> **Extracted data entries**
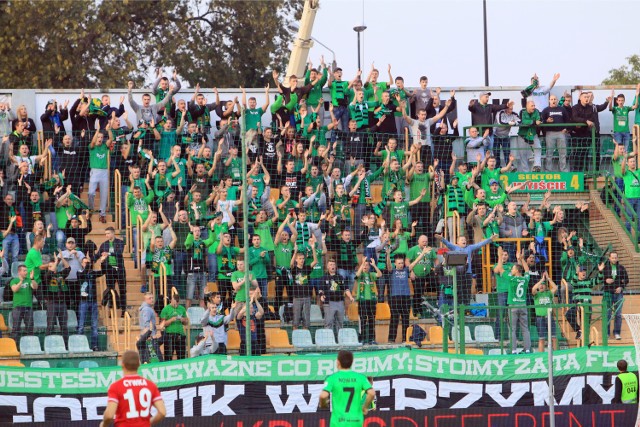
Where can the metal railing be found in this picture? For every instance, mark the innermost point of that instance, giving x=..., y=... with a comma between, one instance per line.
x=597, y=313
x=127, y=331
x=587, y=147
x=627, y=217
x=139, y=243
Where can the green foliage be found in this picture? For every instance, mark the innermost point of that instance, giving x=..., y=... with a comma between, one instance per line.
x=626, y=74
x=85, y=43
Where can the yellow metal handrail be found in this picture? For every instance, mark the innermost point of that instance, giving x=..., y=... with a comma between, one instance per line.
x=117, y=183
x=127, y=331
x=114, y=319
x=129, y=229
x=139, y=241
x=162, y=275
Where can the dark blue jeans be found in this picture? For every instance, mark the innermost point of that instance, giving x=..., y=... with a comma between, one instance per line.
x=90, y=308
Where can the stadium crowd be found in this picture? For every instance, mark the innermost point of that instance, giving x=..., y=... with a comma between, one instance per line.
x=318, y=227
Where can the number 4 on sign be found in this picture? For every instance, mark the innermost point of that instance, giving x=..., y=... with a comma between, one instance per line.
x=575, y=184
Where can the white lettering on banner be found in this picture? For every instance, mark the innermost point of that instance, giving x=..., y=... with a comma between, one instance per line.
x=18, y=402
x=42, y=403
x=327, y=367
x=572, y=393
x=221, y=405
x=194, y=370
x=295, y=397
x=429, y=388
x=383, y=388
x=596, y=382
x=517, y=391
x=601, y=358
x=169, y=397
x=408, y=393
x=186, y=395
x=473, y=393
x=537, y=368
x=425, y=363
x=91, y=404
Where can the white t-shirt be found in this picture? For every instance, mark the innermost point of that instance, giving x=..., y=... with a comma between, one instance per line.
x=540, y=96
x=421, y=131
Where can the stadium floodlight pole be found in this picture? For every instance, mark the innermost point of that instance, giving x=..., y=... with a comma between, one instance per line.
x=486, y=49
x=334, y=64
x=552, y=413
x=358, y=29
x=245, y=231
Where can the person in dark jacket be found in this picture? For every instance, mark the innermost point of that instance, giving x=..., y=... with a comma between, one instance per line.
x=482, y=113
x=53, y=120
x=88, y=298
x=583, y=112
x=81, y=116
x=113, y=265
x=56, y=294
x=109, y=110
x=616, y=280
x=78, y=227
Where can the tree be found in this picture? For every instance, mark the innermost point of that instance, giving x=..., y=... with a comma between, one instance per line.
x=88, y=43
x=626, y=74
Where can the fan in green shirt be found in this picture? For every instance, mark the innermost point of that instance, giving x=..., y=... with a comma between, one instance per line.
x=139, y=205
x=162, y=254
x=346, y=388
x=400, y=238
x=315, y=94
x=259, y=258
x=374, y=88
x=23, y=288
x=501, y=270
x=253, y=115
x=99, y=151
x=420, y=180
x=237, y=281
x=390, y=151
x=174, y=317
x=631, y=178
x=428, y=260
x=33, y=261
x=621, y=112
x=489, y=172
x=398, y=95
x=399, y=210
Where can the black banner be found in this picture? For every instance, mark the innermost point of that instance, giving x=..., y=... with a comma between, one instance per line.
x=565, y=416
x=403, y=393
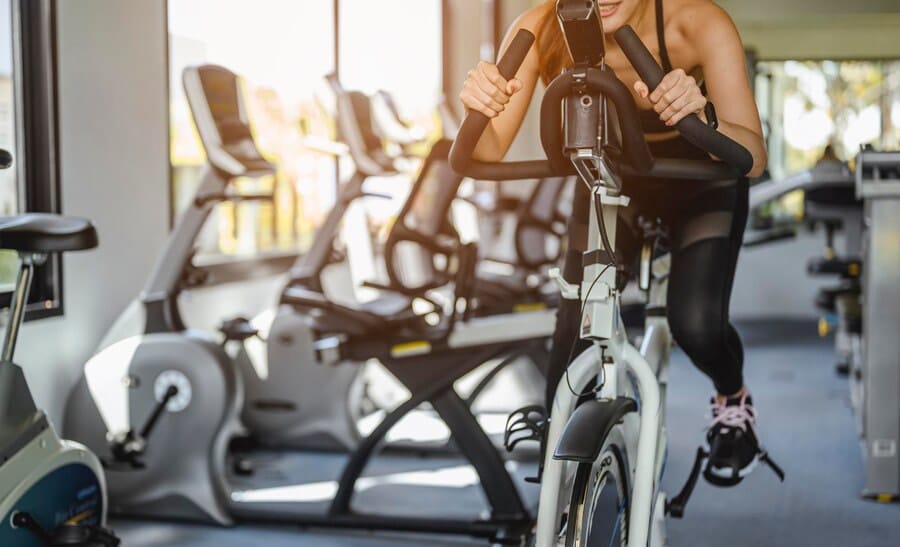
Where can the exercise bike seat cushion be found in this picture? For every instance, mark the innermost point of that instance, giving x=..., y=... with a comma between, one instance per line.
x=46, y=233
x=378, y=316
==
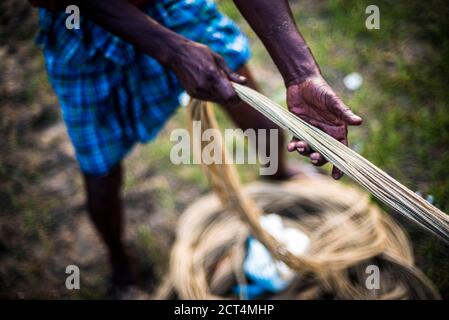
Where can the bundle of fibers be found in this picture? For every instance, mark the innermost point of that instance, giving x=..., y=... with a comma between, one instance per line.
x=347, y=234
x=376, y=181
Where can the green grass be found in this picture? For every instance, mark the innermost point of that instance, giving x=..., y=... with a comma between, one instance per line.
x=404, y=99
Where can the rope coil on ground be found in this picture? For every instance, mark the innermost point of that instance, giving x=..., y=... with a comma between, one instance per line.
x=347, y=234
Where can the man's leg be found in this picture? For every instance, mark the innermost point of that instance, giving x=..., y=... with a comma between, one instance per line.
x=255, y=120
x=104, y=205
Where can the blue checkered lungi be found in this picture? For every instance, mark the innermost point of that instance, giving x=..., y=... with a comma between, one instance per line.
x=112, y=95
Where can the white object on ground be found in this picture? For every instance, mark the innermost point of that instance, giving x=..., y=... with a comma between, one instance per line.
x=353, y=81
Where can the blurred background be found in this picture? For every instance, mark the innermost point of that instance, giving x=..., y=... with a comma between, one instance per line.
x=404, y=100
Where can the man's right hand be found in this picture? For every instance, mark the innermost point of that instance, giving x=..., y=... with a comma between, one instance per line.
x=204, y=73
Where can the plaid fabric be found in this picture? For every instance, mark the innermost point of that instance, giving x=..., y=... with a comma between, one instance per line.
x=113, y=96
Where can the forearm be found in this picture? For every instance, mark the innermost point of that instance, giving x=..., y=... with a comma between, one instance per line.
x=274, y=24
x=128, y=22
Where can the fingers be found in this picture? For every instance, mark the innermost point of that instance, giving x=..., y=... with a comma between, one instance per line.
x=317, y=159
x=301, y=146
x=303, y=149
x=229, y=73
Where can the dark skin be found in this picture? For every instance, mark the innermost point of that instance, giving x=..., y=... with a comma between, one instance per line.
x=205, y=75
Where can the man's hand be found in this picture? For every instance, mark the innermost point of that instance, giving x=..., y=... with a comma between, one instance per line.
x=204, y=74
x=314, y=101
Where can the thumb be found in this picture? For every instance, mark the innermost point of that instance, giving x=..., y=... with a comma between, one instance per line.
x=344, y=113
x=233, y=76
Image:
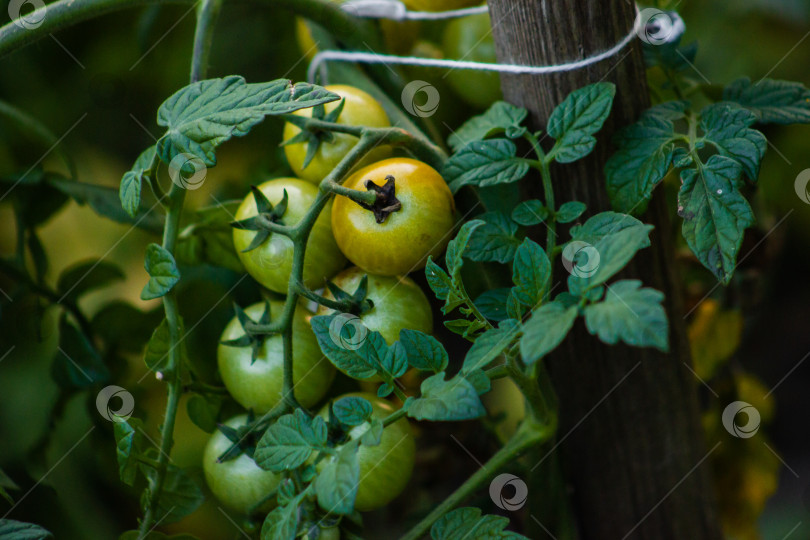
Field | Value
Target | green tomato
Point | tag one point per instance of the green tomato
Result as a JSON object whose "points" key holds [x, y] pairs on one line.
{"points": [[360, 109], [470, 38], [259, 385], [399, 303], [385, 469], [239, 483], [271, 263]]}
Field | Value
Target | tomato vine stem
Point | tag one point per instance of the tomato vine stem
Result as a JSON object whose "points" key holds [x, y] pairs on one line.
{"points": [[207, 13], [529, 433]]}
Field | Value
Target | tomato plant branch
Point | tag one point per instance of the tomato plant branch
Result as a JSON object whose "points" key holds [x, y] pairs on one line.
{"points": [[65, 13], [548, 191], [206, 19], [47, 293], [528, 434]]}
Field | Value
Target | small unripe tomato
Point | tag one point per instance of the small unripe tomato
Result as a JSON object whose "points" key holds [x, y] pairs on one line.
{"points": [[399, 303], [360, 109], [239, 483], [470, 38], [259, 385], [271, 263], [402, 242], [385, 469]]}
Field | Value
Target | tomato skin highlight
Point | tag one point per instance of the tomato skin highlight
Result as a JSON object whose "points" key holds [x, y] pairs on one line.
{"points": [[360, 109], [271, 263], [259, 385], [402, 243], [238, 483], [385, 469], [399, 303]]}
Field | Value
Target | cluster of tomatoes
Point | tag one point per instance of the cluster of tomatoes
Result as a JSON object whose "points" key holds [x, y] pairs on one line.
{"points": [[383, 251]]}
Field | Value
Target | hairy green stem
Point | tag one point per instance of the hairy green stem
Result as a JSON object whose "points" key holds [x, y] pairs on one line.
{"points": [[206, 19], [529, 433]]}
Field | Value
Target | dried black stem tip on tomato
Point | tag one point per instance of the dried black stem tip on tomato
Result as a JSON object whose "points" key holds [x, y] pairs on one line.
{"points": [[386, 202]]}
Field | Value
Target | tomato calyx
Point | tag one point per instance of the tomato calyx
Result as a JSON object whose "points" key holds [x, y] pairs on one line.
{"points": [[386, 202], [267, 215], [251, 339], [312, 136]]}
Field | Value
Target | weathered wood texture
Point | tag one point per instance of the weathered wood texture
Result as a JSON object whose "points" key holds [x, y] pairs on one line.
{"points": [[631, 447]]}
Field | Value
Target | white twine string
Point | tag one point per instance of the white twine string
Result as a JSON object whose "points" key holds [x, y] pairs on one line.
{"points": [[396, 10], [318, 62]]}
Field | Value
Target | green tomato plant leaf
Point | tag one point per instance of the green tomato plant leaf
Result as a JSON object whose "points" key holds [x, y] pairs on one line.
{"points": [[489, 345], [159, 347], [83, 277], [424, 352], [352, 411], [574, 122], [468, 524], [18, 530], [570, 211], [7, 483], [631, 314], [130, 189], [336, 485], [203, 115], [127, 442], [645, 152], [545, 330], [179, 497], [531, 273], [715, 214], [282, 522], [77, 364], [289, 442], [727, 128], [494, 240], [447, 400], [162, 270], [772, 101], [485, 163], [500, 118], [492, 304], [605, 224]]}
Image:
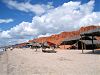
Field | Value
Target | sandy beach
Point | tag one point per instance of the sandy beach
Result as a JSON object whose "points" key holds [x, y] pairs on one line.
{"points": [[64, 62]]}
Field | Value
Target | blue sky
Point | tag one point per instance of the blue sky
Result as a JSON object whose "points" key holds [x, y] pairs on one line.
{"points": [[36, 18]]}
--
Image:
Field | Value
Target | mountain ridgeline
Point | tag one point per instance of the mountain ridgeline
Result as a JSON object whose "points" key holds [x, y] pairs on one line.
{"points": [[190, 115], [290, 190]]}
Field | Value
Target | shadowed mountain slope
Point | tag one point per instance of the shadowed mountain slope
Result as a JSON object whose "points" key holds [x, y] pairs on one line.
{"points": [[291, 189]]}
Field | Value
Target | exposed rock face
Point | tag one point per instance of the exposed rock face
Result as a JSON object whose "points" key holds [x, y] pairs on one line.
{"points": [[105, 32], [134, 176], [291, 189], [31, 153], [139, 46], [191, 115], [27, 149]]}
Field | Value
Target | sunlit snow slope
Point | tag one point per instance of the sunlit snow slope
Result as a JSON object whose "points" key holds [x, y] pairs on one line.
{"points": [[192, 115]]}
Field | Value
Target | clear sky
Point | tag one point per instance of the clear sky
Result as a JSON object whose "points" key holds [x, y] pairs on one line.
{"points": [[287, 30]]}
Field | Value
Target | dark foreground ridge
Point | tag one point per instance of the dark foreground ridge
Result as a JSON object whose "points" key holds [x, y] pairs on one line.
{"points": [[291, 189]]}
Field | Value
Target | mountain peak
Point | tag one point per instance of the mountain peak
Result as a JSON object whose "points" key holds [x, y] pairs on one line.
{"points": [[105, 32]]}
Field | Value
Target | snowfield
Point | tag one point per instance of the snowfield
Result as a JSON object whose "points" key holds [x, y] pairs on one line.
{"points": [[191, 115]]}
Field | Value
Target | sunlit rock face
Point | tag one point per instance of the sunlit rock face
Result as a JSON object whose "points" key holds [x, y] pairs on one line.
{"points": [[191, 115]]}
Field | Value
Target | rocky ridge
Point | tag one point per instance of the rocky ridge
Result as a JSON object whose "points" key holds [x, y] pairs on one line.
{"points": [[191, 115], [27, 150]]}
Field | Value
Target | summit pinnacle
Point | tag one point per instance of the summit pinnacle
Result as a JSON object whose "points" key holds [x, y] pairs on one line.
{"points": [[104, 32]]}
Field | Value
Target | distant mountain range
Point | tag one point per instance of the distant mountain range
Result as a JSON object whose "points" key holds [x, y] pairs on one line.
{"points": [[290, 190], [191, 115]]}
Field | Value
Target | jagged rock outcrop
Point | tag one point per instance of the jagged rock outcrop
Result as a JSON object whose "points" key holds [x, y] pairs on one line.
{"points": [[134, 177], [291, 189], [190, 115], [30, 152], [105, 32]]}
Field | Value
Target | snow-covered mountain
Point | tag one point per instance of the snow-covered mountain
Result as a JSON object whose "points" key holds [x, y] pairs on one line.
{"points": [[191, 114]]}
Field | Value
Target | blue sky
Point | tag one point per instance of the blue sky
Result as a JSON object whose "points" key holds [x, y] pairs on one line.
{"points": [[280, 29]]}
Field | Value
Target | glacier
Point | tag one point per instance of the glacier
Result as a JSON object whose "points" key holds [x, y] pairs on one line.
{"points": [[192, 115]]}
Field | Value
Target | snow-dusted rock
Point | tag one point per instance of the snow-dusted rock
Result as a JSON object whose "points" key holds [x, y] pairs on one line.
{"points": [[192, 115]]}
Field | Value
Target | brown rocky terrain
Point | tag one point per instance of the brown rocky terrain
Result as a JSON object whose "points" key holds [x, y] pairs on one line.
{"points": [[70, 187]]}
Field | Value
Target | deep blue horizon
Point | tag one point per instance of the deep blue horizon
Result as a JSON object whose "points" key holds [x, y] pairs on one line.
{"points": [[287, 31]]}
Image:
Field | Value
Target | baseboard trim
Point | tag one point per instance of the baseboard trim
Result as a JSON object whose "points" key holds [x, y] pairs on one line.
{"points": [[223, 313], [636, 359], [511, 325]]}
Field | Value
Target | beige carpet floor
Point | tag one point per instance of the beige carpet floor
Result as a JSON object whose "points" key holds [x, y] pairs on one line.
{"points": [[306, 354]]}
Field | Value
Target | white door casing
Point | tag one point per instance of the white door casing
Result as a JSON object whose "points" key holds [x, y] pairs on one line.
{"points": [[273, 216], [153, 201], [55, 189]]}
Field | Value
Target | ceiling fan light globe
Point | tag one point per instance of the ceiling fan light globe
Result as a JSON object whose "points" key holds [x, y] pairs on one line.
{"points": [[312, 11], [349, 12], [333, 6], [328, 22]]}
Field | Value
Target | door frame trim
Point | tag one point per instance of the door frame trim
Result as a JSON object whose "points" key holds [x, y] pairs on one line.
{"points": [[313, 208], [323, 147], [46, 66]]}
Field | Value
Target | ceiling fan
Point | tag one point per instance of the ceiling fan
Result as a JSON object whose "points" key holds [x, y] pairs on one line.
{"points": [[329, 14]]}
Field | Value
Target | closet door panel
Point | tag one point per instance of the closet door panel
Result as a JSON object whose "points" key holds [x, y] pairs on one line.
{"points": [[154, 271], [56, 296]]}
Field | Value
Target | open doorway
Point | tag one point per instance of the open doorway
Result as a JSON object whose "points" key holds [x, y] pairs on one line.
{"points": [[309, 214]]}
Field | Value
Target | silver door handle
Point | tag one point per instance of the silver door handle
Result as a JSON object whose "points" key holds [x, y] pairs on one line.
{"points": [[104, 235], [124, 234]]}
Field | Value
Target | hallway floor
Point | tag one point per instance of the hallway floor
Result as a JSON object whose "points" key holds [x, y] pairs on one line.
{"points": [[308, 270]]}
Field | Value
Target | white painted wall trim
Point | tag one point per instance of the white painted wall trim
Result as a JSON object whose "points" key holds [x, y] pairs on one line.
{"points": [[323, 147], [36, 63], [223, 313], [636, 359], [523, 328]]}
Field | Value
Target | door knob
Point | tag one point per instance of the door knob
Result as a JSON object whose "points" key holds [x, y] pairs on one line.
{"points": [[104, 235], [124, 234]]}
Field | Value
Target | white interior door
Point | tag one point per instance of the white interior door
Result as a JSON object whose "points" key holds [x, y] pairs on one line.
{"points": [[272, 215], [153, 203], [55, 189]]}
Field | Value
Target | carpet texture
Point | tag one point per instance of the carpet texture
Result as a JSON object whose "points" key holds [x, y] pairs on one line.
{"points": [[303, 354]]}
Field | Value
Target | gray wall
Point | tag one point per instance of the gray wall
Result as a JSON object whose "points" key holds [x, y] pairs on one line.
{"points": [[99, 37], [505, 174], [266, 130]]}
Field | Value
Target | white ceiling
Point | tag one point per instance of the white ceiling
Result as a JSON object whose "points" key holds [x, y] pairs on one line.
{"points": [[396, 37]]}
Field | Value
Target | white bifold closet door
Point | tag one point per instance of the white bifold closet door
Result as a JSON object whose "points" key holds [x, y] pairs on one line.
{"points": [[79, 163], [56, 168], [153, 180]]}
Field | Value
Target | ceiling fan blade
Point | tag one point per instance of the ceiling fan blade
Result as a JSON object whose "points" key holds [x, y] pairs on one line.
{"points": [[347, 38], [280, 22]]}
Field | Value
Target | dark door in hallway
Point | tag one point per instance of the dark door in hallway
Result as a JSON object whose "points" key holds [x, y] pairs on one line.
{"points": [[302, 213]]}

> **Your instructions**
From the entries above, copy each line that holds "hallway".

> **Solution to this problem**
Target | hallway floor
Point | tag one point per instance of the hallway floor
Target | dark door in hallway
Point | tag one point per instance of the dark door in hallway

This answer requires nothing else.